* **What you will do**
Write out the listing below word for word, starting at the line that contains "Could you point to the man in black" and ending with the final line of the listing.

* **Records to use**
** begin **

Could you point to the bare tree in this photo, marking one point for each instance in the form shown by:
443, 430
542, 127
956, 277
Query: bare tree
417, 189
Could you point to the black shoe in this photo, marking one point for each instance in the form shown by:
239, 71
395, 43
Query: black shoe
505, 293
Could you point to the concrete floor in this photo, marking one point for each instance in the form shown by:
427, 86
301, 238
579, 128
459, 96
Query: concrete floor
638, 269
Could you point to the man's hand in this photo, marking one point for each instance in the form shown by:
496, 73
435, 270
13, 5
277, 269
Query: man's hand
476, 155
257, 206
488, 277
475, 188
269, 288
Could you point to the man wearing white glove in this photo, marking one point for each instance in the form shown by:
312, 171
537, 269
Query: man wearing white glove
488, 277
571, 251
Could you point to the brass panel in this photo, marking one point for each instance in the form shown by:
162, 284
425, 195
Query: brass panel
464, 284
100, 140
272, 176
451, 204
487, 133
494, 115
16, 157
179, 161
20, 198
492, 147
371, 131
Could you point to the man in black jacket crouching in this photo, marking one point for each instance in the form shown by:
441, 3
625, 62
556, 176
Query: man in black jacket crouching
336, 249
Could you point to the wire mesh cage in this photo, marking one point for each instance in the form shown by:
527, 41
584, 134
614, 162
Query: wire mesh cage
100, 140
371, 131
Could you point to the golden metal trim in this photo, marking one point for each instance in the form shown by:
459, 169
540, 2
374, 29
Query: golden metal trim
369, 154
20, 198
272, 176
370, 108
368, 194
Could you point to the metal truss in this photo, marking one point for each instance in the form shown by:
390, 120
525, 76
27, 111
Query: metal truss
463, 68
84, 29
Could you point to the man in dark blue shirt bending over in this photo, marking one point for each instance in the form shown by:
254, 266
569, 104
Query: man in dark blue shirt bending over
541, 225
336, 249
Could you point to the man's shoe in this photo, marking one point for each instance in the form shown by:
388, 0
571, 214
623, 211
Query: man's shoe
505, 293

** end **

* **Final result**
Could you point to the man in black jacket crouching in this photo, marking one point for each instance in the form shown by:
441, 3
625, 62
556, 176
Query: man in black jacket crouching
336, 249
Could you point to the wire mesh cage in this photo, marking one point for each instance in the form shown by:
527, 41
584, 134
614, 162
Query: wire mesh cage
100, 140
371, 131
Could you point to the golden metal trim in this photo, marking one point for each instance in the form shown by:
459, 169
540, 2
374, 29
Query: golden metal trim
369, 154
20, 198
272, 176
370, 108
368, 194
Could you point to the metal truss in this photo, marking one point for each instance in the form shown by:
390, 120
525, 76
27, 111
Query: metal truss
463, 68
84, 29
Could you point to the man in dark blue shirt bending over in this photo, marking one point for each instance in the form shown by:
254, 266
569, 104
Query: man in dark blue shirt bending over
541, 225
336, 249
Could you point to the man's shoe in this photo, marking one point for each instance in the form shown by:
388, 0
571, 214
623, 211
Query: man's shoe
505, 293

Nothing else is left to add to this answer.